**Page text**.

_ _ _ _

New York City’s fabled movie rental chain, Kim’s Video, shuttered its downtown locations throughout the early-to-mid aughts, offering an early warning sign that the cinema as we once knew it was dying, or at least migrating to other formats.

The chain’s disappearance left an open wound among lower Manhattan film buffs, stranding Kim’s hundreds of thousands of members without a good place — any place, actually — to rent movies, while leaving behind a collection of 55,000 VHS tapes and DVDs that encompassed everything from horror flicks like C.H.U.D. to the complete works of Paul Morrissey to bootleg copies of Jean-Luc Godard’s Histoire(s) du cinéma.   

Kim’s Video

The Bottom Line

A movie buff’s acte de résistance.

What happened to Kim’s treasure trove of films remained a mystery for quite some time, with occasional stories popping up — including a long-form Village Voice piece by movie critic and podcaster Karina Longworth (You Must Remember This) — explaining that the chain’s massive video collection was packed into a shipping container and relocated to Sicily, of all places.

_ _ _ _

**Directive 1**. According to the Kim's Video passage, how many VHS tapes and DVDs were in the chain's collection?
**Directive 2**. Translate this sentence from the Kim's Video passage into Spanish: "New York City’s fabled movie rental chain, Kim’s Video, shuttered its downtown locations throughout the early-to-mid aughts, offering an early warning sign that the cinema as we once knew it was dying, or at least migrating to other formats."
**Directive 3**. Continue the Kim's Video passage from where it stops.

**Dataset section**.
_ _ _ _

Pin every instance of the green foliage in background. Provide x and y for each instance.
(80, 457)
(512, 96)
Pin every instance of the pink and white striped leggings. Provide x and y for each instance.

_ _ _ _

**Exercise response 1**. 55,000

**Exercise response 2**. La legendaria cadena de alquiler de películas de la ciudad de Nueva York, Kim’s Video, cerró sus locales del centro a lo largo de la primera mitad de la década de 2000, lo que fue una temprana señal de alarma de que el cine tal como lo conocíamos estaba muriendo, o al menos migrando a otros formatos.

**Exercise response 3**.
In the documentary Kim’s Video, premiering in Sundance’s NEXT sidebar, director-partners Ashley Sabin and David Redmon (Girl Model) elucidate some, if not all, of the enigmas behind the Kim’s saga, offering up a freewheeling investigation that’s both a cinephile’s homage and an amateur heist flick, stirring up old controversies while creating a new one. It’s a fun watch for those lucky enough to have known Kim’s when it was around, but could also interest anyone concerned by the fate of an institution that was to NYC what the Cinémathèque once was to Paris, providing budding filmmakers with a place to congregate (and, in Kim’s case, to work for low wages) while dipping into a bottomless well of movie history.

Some of those former employees-turned-auteurs, including directors Robert Greene (Procession) and Alex Ross Perry (Listen Up Philip) and cinematographer Sean Price Williams (Good Time), are interviewed in the doc, which at first plays out like a fairly standard exposé. We learn how the chain was founded in 1987 on the Lower East Side by Yongman Kim, an ambitious and somewhat shady Korean immigrant who started off in the dry cleaning business and pivoted to video stores when he realized there was a demand for rare, underground and imported VHS tapes in the neighborhood.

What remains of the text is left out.